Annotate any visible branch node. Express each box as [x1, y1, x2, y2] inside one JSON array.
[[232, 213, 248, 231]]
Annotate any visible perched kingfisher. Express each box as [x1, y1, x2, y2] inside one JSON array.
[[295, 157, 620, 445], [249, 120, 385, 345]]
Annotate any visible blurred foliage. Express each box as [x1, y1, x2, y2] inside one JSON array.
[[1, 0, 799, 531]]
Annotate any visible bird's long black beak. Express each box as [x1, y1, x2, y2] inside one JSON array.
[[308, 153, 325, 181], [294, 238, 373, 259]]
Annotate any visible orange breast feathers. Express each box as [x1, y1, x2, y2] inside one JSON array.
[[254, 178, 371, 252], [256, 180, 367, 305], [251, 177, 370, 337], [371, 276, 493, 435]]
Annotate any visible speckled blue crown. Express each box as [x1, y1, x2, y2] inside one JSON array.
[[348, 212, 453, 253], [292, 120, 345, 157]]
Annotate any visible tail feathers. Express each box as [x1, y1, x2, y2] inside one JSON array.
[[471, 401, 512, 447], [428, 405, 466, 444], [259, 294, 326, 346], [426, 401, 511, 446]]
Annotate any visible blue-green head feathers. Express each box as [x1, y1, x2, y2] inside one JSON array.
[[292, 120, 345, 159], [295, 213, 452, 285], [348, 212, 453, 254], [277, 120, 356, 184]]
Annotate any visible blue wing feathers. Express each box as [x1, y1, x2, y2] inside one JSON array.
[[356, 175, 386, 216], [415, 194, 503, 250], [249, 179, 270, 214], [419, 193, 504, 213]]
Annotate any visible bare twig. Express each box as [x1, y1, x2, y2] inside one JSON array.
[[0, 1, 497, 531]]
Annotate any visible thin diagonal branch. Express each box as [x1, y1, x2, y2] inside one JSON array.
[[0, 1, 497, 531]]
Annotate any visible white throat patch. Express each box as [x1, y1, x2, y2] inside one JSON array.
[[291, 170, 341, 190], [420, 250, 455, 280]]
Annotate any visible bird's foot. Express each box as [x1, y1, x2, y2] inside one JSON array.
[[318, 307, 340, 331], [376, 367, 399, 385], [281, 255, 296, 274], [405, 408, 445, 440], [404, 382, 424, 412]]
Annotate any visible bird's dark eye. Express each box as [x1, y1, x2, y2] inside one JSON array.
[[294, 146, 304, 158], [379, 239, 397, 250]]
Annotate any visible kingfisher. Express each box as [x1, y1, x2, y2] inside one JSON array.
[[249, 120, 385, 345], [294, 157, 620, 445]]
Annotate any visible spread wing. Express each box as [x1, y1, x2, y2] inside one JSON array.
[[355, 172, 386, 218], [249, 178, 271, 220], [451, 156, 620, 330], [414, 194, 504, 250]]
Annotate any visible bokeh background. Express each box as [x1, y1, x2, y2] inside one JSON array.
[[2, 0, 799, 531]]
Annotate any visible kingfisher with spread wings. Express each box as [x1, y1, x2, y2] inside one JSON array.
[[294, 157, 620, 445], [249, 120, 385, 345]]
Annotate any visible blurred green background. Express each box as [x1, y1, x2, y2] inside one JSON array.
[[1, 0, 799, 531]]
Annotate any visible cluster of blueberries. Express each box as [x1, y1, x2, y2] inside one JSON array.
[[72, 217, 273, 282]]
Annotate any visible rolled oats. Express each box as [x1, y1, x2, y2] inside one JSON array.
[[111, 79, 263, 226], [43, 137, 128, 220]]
───
■ Task to carry out ■
In full and word for word, reproduce the data above.

■ Result of the task ■
Annotate any visible branch node. Express each box as [x1, y1, x2, y2] inside one JSON array.
[[232, 213, 248, 231]]
Annotate any visible perched kingfisher. Express each box as [x1, y1, x2, y2] inside one JSON array.
[[295, 157, 620, 445], [249, 120, 385, 345]]
Annotate any visible blurred foliage. Express each box as [x1, y1, x2, y2] inside one JSON array.
[[1, 0, 799, 531]]
Annotate any visible bird's long black beak. Express each box as [x1, y1, x2, y2] inside one JSON array.
[[308, 153, 325, 181], [294, 238, 373, 259]]
Annotate any visible orange breast feathers. Express each box as [x1, y1, x2, y2] inside one JSON array.
[[254, 178, 371, 252], [256, 180, 367, 305], [251, 177, 370, 337], [371, 276, 493, 435]]
Annotate any visible speckled blue crown. Express each box as [x1, y1, x2, y2] inside one JSON array.
[[348, 212, 453, 253], [292, 120, 345, 157]]
Annotate any visible tail feathers. Express each box as [x1, y1, x2, y2] inside one JSON array.
[[471, 401, 512, 447], [428, 405, 466, 444], [259, 294, 326, 346], [426, 401, 511, 446]]
Annotate any visible blue-green head feathers. Express each box as [x1, y1, x2, y2] inside one JSON array.
[[292, 120, 345, 159], [295, 213, 452, 285], [348, 212, 453, 254], [277, 120, 356, 184]]
Annotate any visible blue wing feathers. Express each box as [x1, y1, x2, y2] inside one JSON array.
[[356, 175, 386, 216], [415, 194, 503, 250], [249, 179, 270, 214], [419, 193, 504, 213]]
Annotate any visible bare twig. Express each box as [x1, y1, x2, y2] inside one JSON array.
[[0, 1, 497, 531]]
Annotate any visible thin diagonal branch. Express each box as [x1, y1, x2, y2] inside one JSON array.
[[0, 1, 497, 531]]
Annotate any visible white throat patch. Express each box as [x1, y1, x2, y2] inside one JSON array.
[[291, 170, 341, 190], [420, 250, 455, 280]]
Annotate any visible bird's foot. Express each box as [x1, y1, x2, y2] inside one JSON array.
[[318, 307, 340, 331], [376, 367, 399, 385], [281, 255, 296, 274], [405, 408, 445, 440], [404, 382, 424, 412]]
Annotate any visible bird's dark eye. Express each box as [x1, y1, x2, y2] inside one JSON array.
[[294, 146, 304, 158], [379, 239, 397, 250]]
Annotate any visible kingfisher. Express each box as [x1, y1, x2, y2] inside one JSON array.
[[249, 120, 385, 345], [294, 157, 620, 445]]
Annotate any visible spread wing. Express each box as [x1, y1, x2, y2] inside one JSON array.
[[355, 172, 386, 218], [249, 178, 271, 220], [451, 156, 620, 330], [414, 194, 504, 250]]
Annotate any visible bokeh background. Express each box as [x1, y1, x2, y2] inside one JSON array.
[[2, 0, 799, 531]]
Annotate any visible kingfisher with spread wings. Express each box as [x1, y1, x2, y2] inside one JSON array.
[[294, 157, 620, 445], [249, 120, 385, 345]]
Annotate any visible blurred green background. Express each box as [x1, y1, x2, y2] inside one JSON array.
[[1, 0, 799, 531]]
Annotate any visible cluster of blueberries. Express each box as [x1, y1, x2, y2] inside one JSON array.
[[72, 217, 273, 282]]
Annotate any visible rolled oats. Express each box as [x1, y1, x2, y2] inside one JSON array.
[[111, 79, 263, 226], [43, 137, 128, 220]]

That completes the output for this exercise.